* _What needs to be done_
From the text on pulling stock data from Yahoo Finance, copy word for word the part that opens with the words containing "# Read the Data" and closes with "end = datetime.date.today()".

* _Document text_
++++++++++++++++++++

# Read the Data from Yahoo Fiance Remotely For One Stock

Using package `pandas_datareader` to read data remotely: <sup>[[1]](#ft1)</sup>
+ use `pip install pandas_datareader` to install `pandas_datareader` in shell

In [None]:
import pandas as pd
# REF: https://pandas.pydata.org/pandas-docs/version/0.18.1/remote_data.html#remote-data-yahoo
# Install pandas_datareader first.
import pandas_datareader.data as web
import datetime

start = datetime.datetime(1970,1,1)
end = datetime.date.today()
# read data from Yahoo Fiance Remotely
BHP = web.DataReader("BHP", "yahoo", start, end)

In [None]:
type(BHP)

# How to Obtain the Company List of an Industry

1. Website: https://finance.yahoo.com/sector/ms_basic_materials
2. Select the filter
3. Copy the list to txt, and get the company name via regex

In [9]:
import re
from collections import defaultdict
import pandas as pd
import pandas_datareader.data as web
import datetime
import os

def getIndustryData(path: str, start: datetime.datetime, end: datetime.datetime):
    # read the txt file
    with open(path, 'r') as f:
        f = f.readlines()
    # identify the symbol pattern of the company
    pattern = re.compile('(?<=^)[A-Z-]+(?=\t)')
    
    company_list = []
    # get the company list
    for line in f:
        company_list.extend(re.findall(pattern, line)) 
        
    company_dict = defaultdict(pd.core.frame.DataFrame)
    for c in company_list:
        # read data from Yahoo Fiance Remotely
        try:
            company_dict[c] = web.DataReader(c, "yahoo", start, end)
        except:
            print(c)
        
    return company_dict

def toCsv(d: dict, folder: str):
    # store the data into data folder
    # REF: https://www.jianshu.com/p/dde02a88a5c1
    root_path = os.path.abspath(os.path.dirname(os.getcwd()))
    data_path = os.path.join(root_path, 'data')
    path = os.path.join(data_path, folder)
    try:
        # REF: https://www.geeksforgeeks.org/create-a-directory-in-python/
        os.mkdir(path) # create the corresponding industry direction
    except:
        pass
    for k,v in d.items():
        file = path + '/' + k + '.csv' # file location
        v.to_csv(path_or_buf = file, index = True)

++++++++++++++++++++

* _Dataset excerpts_
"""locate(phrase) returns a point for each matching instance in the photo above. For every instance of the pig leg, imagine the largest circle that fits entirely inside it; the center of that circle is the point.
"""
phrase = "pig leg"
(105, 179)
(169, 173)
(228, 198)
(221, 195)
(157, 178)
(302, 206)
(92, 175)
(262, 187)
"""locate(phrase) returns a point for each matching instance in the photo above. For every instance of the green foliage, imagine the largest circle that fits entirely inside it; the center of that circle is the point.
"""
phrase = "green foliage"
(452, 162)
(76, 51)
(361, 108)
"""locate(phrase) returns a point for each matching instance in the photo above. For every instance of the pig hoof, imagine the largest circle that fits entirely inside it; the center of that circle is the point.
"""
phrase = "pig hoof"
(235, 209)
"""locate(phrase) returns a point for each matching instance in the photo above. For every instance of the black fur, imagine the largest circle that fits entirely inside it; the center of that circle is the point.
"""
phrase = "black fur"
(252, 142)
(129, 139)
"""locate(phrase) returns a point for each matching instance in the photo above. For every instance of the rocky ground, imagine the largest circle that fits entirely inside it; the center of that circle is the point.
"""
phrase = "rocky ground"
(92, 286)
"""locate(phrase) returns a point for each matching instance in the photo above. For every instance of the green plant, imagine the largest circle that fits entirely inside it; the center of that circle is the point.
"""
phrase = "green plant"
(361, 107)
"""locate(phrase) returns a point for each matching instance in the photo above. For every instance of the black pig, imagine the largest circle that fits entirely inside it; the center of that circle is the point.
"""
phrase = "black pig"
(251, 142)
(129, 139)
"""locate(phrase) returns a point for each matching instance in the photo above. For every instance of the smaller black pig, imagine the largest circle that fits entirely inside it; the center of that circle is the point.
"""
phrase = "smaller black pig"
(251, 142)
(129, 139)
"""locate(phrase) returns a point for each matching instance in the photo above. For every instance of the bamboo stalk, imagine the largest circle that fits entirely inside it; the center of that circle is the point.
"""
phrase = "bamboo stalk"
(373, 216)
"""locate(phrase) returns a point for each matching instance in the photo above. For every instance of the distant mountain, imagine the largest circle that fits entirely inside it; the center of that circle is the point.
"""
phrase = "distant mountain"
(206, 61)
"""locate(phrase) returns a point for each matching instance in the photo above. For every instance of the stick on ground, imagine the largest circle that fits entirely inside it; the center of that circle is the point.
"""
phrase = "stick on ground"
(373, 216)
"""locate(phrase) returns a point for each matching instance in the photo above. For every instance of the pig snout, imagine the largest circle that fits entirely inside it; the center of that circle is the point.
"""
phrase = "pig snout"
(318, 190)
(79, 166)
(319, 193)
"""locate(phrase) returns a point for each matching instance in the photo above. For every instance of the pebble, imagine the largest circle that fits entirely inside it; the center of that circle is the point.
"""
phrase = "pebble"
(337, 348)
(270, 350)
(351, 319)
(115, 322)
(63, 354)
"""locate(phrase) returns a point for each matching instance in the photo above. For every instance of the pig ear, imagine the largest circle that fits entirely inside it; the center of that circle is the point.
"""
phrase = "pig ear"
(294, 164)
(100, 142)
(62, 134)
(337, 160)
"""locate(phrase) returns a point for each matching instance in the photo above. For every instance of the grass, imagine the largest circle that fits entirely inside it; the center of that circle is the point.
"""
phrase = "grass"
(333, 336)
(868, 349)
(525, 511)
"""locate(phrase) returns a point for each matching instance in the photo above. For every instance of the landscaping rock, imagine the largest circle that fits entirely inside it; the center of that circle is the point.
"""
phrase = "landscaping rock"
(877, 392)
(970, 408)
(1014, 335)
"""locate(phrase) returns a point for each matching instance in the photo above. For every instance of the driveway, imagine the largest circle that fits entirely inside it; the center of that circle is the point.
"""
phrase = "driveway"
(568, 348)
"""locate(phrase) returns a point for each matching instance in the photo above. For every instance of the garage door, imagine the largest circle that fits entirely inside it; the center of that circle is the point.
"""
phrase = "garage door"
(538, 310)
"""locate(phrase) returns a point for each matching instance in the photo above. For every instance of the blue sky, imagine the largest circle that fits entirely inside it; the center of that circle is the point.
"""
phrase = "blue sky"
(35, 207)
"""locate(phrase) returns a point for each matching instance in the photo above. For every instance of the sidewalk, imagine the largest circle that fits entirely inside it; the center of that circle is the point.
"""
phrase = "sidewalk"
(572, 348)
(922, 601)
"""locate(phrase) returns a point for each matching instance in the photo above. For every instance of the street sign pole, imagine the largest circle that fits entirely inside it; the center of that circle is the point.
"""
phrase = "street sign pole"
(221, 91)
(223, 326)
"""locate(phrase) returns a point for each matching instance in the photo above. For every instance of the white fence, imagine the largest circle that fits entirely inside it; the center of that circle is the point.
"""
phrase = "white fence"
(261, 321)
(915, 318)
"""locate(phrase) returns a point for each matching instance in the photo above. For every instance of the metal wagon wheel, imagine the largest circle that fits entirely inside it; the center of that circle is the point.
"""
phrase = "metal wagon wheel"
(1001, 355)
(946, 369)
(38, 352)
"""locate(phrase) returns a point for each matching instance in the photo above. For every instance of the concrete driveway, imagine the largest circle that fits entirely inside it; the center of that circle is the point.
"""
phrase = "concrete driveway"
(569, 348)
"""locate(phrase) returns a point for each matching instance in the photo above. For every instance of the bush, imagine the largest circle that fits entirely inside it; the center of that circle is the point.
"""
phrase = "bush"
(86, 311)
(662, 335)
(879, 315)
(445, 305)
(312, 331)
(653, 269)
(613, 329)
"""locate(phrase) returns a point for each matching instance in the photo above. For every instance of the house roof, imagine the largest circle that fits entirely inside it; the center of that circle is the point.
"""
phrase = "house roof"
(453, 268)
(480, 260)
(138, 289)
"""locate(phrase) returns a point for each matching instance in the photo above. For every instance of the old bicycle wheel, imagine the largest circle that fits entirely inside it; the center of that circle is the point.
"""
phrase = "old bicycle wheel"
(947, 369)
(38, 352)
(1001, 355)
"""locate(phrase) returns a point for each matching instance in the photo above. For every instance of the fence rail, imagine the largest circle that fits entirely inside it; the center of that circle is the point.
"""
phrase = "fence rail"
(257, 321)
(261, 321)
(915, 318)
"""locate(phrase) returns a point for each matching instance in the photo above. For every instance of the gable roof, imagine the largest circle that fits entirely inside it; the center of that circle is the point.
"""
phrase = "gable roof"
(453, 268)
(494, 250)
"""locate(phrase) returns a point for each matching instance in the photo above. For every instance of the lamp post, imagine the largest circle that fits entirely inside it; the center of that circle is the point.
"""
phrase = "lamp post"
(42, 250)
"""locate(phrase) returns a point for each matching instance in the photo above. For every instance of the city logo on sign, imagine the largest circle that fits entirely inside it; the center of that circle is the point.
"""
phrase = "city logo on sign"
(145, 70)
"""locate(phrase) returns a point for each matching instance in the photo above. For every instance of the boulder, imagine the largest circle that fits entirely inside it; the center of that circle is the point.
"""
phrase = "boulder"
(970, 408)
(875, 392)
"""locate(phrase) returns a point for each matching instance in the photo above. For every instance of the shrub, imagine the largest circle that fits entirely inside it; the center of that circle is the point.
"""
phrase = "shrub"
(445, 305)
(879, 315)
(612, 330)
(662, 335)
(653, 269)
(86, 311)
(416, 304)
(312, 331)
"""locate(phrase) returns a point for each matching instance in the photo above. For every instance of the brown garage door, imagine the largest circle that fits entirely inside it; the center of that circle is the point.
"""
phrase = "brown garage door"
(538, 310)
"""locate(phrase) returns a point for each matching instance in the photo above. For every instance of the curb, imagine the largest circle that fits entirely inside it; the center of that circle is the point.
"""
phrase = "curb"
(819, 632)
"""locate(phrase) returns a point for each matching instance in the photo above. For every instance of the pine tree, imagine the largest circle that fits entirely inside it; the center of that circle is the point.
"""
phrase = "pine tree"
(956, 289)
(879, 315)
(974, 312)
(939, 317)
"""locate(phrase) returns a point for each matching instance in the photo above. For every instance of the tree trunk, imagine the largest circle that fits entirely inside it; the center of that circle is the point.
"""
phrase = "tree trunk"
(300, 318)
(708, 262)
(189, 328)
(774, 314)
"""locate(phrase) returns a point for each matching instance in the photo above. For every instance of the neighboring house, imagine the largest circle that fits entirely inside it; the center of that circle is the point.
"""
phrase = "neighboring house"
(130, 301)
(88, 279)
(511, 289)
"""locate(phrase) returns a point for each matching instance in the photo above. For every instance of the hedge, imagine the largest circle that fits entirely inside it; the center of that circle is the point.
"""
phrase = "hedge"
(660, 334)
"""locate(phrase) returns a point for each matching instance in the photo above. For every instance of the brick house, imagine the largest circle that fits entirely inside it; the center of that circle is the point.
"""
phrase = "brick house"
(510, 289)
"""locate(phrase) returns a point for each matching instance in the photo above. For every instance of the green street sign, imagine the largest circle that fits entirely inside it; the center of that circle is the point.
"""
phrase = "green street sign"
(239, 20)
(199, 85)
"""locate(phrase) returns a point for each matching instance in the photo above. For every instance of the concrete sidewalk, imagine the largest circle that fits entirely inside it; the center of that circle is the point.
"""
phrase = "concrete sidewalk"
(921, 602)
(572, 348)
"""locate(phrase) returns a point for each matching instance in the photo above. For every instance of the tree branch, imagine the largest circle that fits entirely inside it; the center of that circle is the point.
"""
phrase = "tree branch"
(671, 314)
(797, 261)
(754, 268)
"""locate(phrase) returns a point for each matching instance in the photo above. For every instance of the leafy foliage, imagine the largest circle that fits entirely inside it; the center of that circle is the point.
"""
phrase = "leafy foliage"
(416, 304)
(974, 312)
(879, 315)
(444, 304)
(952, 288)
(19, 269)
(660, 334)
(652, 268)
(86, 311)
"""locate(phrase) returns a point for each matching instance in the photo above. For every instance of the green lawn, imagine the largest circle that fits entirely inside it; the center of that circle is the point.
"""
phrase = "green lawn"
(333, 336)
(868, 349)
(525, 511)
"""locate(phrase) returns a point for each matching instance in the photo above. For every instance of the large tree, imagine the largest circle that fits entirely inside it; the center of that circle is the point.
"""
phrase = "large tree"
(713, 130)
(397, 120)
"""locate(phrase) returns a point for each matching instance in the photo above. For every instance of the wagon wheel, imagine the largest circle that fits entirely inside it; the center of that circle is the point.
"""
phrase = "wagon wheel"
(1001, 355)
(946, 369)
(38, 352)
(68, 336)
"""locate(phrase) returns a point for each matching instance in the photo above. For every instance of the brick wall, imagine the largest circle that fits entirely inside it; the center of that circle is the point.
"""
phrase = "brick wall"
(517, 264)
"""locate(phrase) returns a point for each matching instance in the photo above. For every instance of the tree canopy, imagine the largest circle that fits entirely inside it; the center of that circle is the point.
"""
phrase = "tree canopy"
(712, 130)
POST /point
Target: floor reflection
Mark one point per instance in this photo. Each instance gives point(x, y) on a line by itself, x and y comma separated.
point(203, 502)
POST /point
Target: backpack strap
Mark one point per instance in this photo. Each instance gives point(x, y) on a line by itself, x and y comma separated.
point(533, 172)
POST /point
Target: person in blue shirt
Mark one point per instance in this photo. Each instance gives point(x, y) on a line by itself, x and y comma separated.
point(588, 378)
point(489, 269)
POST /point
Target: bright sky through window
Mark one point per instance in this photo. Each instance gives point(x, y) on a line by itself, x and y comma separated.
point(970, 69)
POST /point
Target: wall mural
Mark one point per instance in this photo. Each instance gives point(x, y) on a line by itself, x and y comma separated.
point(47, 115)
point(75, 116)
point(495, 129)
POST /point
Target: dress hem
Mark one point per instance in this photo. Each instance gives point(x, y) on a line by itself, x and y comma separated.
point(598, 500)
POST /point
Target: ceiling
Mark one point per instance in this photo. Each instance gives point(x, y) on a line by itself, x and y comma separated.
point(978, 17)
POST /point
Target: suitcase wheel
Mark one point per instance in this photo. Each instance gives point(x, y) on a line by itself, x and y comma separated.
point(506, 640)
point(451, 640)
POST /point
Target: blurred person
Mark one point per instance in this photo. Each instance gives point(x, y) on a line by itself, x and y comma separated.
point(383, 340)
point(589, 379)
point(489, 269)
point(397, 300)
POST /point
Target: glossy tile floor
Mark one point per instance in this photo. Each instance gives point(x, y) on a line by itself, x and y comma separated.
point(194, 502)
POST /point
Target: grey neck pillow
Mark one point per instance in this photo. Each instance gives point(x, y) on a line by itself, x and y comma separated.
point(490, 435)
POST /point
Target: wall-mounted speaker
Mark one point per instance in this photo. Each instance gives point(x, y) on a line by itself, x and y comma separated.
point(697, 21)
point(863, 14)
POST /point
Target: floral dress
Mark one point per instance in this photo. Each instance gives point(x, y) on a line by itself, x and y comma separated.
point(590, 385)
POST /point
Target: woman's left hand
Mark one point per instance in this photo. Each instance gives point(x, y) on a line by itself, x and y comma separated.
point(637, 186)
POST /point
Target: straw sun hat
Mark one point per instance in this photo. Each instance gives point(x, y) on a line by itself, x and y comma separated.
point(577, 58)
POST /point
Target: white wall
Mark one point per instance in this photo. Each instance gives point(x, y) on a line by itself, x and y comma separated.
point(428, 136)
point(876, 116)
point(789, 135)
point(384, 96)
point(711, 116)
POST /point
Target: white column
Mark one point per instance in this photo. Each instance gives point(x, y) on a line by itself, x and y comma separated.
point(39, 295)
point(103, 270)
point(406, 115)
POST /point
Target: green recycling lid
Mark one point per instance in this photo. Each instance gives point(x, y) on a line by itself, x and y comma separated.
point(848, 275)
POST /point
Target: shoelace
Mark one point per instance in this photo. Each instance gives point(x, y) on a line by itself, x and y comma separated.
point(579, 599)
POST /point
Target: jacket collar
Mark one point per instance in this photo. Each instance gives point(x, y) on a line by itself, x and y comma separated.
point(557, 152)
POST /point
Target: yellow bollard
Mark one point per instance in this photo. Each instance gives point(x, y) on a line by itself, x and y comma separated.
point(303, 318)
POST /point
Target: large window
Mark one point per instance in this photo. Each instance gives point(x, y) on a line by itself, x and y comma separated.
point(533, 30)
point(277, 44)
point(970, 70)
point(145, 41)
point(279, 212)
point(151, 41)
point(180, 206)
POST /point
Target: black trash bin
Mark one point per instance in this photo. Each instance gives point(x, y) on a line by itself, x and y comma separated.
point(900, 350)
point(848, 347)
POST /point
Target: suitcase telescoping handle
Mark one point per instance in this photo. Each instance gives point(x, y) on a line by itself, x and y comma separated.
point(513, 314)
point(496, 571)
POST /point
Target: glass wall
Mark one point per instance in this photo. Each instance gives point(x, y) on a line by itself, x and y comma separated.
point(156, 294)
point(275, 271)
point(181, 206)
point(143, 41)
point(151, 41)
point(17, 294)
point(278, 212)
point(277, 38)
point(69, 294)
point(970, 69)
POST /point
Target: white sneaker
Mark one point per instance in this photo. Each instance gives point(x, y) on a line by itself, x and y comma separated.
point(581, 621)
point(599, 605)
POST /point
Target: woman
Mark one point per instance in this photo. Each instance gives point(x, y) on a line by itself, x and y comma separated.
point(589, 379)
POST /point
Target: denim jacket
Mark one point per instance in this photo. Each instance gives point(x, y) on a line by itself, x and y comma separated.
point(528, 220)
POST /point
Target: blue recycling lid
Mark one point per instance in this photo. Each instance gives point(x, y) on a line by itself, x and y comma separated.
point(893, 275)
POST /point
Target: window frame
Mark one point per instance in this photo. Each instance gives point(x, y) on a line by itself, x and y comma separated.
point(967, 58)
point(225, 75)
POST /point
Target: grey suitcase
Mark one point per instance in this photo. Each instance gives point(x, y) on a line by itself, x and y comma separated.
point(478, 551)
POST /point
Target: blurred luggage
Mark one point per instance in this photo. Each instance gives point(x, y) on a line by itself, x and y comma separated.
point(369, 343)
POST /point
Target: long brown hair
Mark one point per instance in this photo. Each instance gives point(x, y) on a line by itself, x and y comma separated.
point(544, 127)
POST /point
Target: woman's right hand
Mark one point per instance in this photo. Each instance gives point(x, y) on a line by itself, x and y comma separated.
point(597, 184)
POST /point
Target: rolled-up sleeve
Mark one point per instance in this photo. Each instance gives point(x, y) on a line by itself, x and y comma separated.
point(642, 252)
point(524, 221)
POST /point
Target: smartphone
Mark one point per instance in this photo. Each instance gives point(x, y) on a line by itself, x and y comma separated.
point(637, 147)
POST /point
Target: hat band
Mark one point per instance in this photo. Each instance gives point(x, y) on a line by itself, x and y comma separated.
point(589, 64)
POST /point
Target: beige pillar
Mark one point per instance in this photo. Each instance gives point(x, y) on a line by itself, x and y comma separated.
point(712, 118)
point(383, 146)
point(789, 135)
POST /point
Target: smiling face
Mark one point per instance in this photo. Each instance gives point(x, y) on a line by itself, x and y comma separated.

++++++++++++++++++++

* _Result below_
# Read the Data from Yahoo Fiance Remotely For One Stock

Using package `pandas_datareader` to read data remotely: <sup>[[1]](#ft1)</sup>
+ use `pip install pandas_datareader` to install `pandas_datareader` in shell

In [None]:
import pandas as pd
# REF: https://pandas.pydata.org/pandas-docs/version/0.18.1/remote_data.html#remote-data-yahoo
# Install pandas_datareader first.
import pandas_datareader.data as web
import datetime

start = datetime.datetime(1970,1,1)
end = datetime.date.today()